(EXCERPTED PASSAGE begins)

When I first became a blogger a few years ago, I enjoyed the peace and quiet of my own blog space. No one knew about my blog. No one read my blog. It was my blog. All mine and mine alone. Here and there strangers would pop in to say hello, comment on how they understood what I was going through and then merrily leave on their way into the blog-o-sphere where they came hence.

One day, a few years after I was quietly blogging to keep my sanity and to keep from slaying all the people in my office, a friend of a friend called at work to tell me that one of my best girlfriends found my blog. My first reaction was "…..and you're telling me this because….." You see, my blog was a diary for me. I had pictures of my friends and family, my pet, my fiancee etc etc and it was a place where I could regurgitate all the crap in my head I didn't want to stay there. I wanted a place to put all those thoughts so I could sleep at night like I used to, when life was normal and carefree.

The friend of the friend who rang me said that my friend found a post that was about her, was absolutely fuming mad and was demanding an explanation. Needless to say I was surprised because what I wrote had nothing to do with her personally. It was a post I made right after I had some very disturbing news from another friend that just about broke my heart. Not knowing what to do with what I was feeling at the time, I did what I always do. I blogged about it.

(EXCERPTED PASSAGE ends)
(RECORDS SHOWN begins)

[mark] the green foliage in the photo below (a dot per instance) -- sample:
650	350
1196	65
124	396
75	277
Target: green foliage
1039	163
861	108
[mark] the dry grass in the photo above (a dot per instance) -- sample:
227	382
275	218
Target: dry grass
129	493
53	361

(RECORDS SHOWN ends)
(RECORDS SHOWN begins)

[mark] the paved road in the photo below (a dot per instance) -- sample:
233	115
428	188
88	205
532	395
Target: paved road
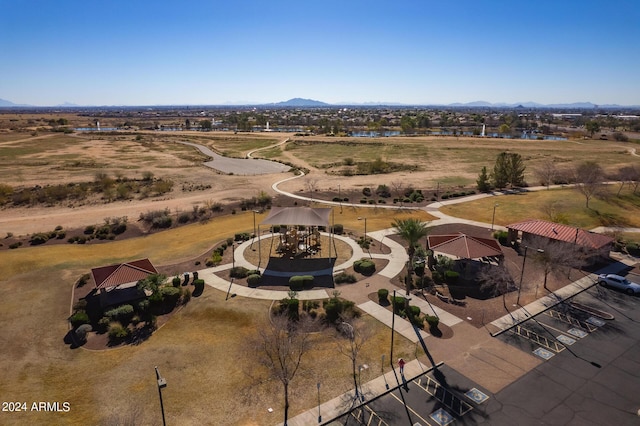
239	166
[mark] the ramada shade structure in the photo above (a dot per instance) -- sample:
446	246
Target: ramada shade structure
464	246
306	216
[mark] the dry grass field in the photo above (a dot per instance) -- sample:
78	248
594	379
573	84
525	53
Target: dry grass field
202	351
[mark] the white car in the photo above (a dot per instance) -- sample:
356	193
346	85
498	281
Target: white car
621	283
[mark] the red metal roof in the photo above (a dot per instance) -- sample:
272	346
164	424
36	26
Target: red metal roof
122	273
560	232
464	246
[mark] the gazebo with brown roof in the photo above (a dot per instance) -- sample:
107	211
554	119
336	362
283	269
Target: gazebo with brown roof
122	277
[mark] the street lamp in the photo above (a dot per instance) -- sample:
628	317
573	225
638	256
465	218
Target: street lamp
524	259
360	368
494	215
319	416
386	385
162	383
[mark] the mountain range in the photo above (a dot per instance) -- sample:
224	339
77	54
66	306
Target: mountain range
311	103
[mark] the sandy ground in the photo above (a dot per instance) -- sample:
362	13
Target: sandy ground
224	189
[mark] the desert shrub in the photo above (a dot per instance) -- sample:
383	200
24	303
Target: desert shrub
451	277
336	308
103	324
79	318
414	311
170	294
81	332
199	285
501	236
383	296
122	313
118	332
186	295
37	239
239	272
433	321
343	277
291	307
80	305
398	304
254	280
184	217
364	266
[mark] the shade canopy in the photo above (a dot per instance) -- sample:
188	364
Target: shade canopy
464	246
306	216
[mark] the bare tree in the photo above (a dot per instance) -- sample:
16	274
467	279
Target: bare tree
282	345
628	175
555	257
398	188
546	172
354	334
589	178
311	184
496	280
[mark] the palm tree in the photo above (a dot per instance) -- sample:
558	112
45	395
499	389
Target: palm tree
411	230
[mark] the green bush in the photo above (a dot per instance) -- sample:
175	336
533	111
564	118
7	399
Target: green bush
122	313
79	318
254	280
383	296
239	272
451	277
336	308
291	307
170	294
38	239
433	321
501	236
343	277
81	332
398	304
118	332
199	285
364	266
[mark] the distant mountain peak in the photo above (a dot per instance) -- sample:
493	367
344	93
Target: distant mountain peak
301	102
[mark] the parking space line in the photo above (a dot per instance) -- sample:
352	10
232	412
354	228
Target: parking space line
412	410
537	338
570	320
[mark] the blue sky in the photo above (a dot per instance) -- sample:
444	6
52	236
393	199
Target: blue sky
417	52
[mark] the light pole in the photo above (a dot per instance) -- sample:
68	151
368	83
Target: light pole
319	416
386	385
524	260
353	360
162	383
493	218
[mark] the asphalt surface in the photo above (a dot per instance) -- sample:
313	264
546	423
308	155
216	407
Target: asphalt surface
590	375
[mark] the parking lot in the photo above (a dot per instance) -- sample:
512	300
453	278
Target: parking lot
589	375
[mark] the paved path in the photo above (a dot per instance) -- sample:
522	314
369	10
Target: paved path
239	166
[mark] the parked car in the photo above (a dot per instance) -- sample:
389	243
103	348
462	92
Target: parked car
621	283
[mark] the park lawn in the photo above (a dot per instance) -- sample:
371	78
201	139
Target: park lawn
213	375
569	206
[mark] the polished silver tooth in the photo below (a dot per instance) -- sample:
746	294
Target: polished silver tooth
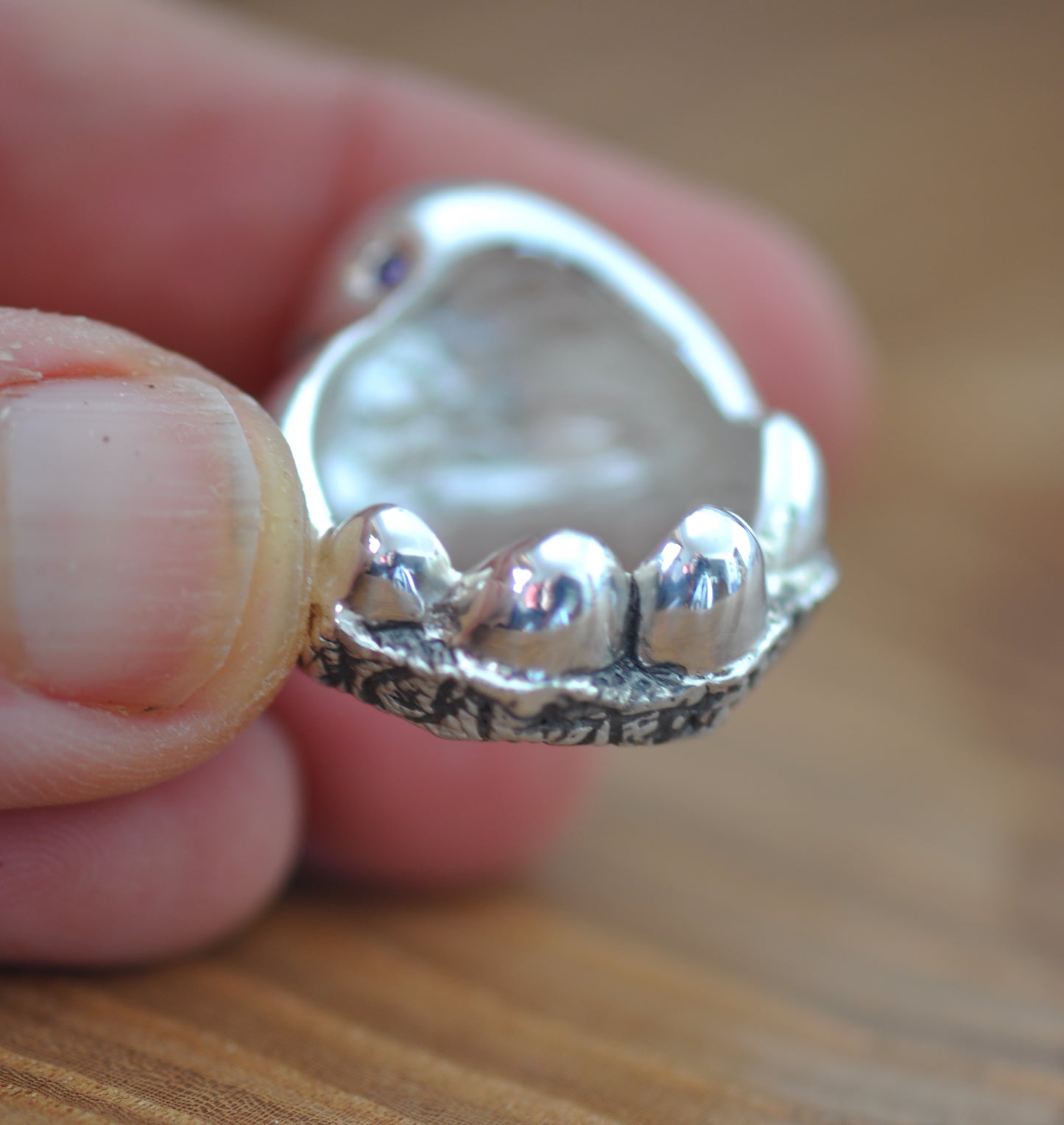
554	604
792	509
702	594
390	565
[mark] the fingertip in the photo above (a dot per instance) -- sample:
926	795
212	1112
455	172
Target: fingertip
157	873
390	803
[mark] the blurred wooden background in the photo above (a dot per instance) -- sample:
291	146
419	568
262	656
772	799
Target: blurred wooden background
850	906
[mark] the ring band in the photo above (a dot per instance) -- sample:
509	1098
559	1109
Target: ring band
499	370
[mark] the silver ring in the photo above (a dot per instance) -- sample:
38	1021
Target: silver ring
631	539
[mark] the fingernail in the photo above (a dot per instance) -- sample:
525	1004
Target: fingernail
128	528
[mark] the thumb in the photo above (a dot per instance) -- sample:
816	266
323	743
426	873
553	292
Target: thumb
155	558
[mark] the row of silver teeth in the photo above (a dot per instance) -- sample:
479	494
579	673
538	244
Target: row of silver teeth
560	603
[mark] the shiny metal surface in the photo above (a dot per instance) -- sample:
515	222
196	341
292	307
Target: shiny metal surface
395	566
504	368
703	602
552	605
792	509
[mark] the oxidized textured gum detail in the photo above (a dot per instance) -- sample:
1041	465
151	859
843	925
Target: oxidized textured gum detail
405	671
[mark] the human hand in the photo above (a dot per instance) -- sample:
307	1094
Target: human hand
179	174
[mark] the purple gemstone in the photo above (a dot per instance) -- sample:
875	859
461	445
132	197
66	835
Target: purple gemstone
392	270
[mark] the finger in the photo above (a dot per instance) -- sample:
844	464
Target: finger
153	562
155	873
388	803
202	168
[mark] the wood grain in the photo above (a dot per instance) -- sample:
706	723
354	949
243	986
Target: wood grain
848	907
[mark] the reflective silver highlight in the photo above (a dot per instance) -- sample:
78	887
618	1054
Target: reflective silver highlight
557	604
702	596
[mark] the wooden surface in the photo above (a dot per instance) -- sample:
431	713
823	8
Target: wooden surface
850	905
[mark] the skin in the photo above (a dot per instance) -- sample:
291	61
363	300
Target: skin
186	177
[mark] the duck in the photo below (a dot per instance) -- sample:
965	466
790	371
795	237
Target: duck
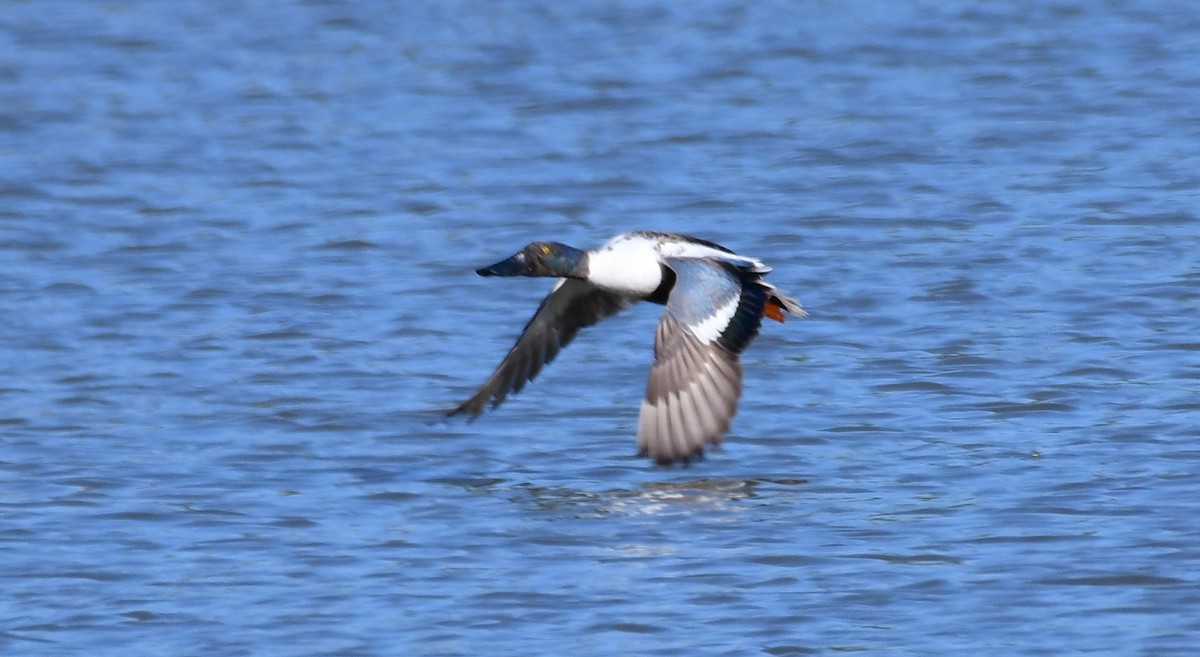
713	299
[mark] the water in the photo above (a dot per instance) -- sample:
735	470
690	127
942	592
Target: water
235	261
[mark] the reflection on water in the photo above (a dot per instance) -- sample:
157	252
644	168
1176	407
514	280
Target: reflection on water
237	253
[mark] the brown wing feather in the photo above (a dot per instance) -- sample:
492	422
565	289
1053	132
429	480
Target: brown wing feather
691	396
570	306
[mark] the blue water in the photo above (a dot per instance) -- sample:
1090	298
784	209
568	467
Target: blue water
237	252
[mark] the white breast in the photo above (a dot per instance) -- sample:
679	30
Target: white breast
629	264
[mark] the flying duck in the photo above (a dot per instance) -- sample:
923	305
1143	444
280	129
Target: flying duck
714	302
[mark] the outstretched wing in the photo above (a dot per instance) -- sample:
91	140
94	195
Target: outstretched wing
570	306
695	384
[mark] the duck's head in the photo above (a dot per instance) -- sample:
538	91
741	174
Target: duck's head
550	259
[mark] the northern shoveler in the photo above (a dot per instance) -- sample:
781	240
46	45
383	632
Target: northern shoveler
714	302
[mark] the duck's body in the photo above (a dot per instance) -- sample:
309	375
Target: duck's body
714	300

(RECORDS SHOWN ends)

WORK TO COMPLETE:
1/ Put this sentence from the blog post about a friend finding the blog into Spanish: "Needless to say I was surprised because what I wrote had nothing to do with her personally."
2/ Extend the blog post about a friend finding the blog, picking up after its final sentence, "I blogged about it."
The data comes from a different source than the blog post.

EXERCISE RESPONSES:
1/ Ni que decir tiene que me sorprendió, porque lo que escribí no tenía nada que ver con ella personalmente.

2/
For me, writing is therapy. Free therapy. Often I find when I write, I start out with something in mind I'd like to write about but what comes out is something completely different. It's an old trick/exercise I learned a long time ago and I find it really helps me figure out what the real problem is. All the things that are hidden in my unconscious come up when I write that way and it then I can figure out what is truly bothering me.

It seems that my friend was much too upset to talk about what happened with my blog and she has made many assumtions, the biggest one being that it was a personal attack. It wasn't. I made three attempts to sort out what happened. She declined. I'm finished.

For as much as she no longer wishes to have me as a friend, I no longer wish to have a friend who won't hear me out. A friend would have rang me up and asked me directly what I was thinking.

It is not easy to lose a friend, especially over a misunderstanding. I am in mourning for the friendship and I am sad. I'm sad because I thought I meant more than assumptions. I thought my friends were honest and forward. I thought when I was going through the most difficult time I've had to go through in my entire sodding life that my friends would be there for me and would have heard me out.

I was wrong.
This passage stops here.